— Begin RECORD EXCERPTS —
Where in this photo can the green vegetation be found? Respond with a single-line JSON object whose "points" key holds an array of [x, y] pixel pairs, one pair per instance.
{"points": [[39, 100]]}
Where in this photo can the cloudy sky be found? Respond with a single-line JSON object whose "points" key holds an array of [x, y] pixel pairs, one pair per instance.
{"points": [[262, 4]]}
— End RECORD EXCERPTS —
— Begin RECORD EXCERPTS —
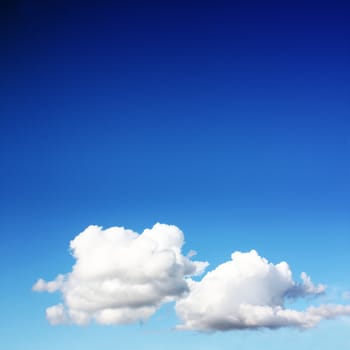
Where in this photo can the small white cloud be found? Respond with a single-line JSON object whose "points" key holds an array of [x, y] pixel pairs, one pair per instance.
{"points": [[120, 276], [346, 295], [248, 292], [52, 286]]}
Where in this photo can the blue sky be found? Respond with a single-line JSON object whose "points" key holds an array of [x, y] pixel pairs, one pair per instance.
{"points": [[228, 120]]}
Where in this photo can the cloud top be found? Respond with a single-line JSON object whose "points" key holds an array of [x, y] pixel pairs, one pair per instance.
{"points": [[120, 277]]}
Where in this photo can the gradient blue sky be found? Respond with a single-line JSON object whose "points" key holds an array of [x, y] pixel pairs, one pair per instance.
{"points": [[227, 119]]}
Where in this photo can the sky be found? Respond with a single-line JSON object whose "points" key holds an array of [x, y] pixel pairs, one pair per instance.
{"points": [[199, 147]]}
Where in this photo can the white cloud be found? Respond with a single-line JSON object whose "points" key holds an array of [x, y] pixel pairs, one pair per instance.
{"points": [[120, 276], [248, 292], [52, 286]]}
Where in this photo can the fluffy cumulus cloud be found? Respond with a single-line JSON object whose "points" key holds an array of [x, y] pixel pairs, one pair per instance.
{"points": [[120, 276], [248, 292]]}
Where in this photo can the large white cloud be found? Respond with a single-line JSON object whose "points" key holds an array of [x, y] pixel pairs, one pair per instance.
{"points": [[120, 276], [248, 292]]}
— End RECORD EXCERPTS —
→ REQUIRED WORK:
Please show each line from the entries above that contains the word "white", copied in full.

→ ANSWER BELOW:
Where in this photo can the small white cloud be found? Respond with a single-line JSON object whose "points" key holds an array of [x, y] pixel pairs, one pair per instance.
Where in this photo can the white cloud be found? Respond with a single-line JSON object whose "points" key holds an array of [x, y] pixel pairs, one pair per instance.
Where in this photo can the large white cloud be found? Respond with a single-line JSON object whose "points" key holds an array of [x, y] pixel pairs, one pair per instance.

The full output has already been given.